▶ _Requirements_:
• 1. From the synchronization system text below, copy the passage from "FIG. 8 is a" up to and including "obscure the present invention.".
• 2. In the synchronization system text below, how is the virtual address that the SP produces from a detected write defined?

▶ _Text_:
===============
FIGS. 7A and 7B are flow charts illustrating the steps of independently and dynamically checkpointing a routing system according to the teachings of the present invention; and

FIG. 8 is a signaling diagram illustrating the initialization process when the standby processor starts prior to the active processor in another embodiment of the present invention.

DETAILED DESCRIPTION

In the following detailed description, numerous specific details are set forth in order to provide a thorough understanding of the invention. However, it will be understood by those skilled in the art that the present invention may be practiced without these specific details. In other instances, well-known methods, procedures, components and circuits have not been described in detail so as not to obscure the present invention.
The present invention is a method and system for independently and dynamically synchronizing state changes on an active processor (applications) to a standby processor (applications) and manages the checkpointing and failover of the active processor to the standby processor. FIG. 3 is a simplified block diagram of a synchronization system 100 in the preferred embodiment of the present invention. The synchronization system 100 includes a Synchronization Processor (SP) 102 having a memory 104, a Memory Write Detector (MWD) 106, a First In First Out (FIFO) queue 108, and an arbiter 110. The synchronization system is integrated with a main processor 120 having a memory 122. FIG. 4 is a simplified block diagram of the active and standby system topology in the preferred embodiment of the present invention. An active subsystem 200 includes the synchronization system 100 having the SP 102A, the memory 104A, the MWD 106A, the FIFO queue 108A, and the arbiter 110A. The system also includes a standby subsystem 202 having the same components (listed as “B” components). The active subsystem and standby subsystem each communicate with an interconnection network 204.
The SP may be a general purpose processor. The SP provides the functions of configuring the checkpointing system, translating the checkpointed data, and communicating the checkpoint data with its peer SP. The SP preferably can operate in the role of an active SP or a backup SP. Depending on its role, the SP 102 performs several functions. For the active SP 102A, the SP communicates with the main processor 120A in the active subsystem 200 to define the memory ranges that the hardware will “snoop” for. The SP also programs the MWD 106A with the specified address ranges to monitor and establishes communications with its peer standby synchronization processor. In addition, the SP coordinates the checkpoint ranges that are to be monitored and reads data from the FIFO 108A written by the MWD 106A. Additionally, the SP translates the physical address of the write detected information to a virtual address which is defined as a region (base) plus a region offset. The SP 102A also transmits the memory writes detected by the memory write detector to the standby processor.
===============
▶ _Given information_:
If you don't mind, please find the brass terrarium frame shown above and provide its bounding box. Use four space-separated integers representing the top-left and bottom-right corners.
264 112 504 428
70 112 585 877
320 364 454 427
===============
▶ _Task responses_:
• 1.
FIG. 8 is a signaling diagram illustrating the initialization process when the standby processor starts prior to the active processor in another embodiment of the present invention.

DETAILED DESCRIPTION

In the following detailed description, numerous specific details are set forth in order to provide a thorough understanding of the invention. However, it will be understood by those skilled in the art that the present invention may be practiced without these specific details. In other instances, well-known methods, procedures, components and circuits have not been described in detail so as not to obscure the present invention.

• 2. It is defined as a region (base) plus a region offset.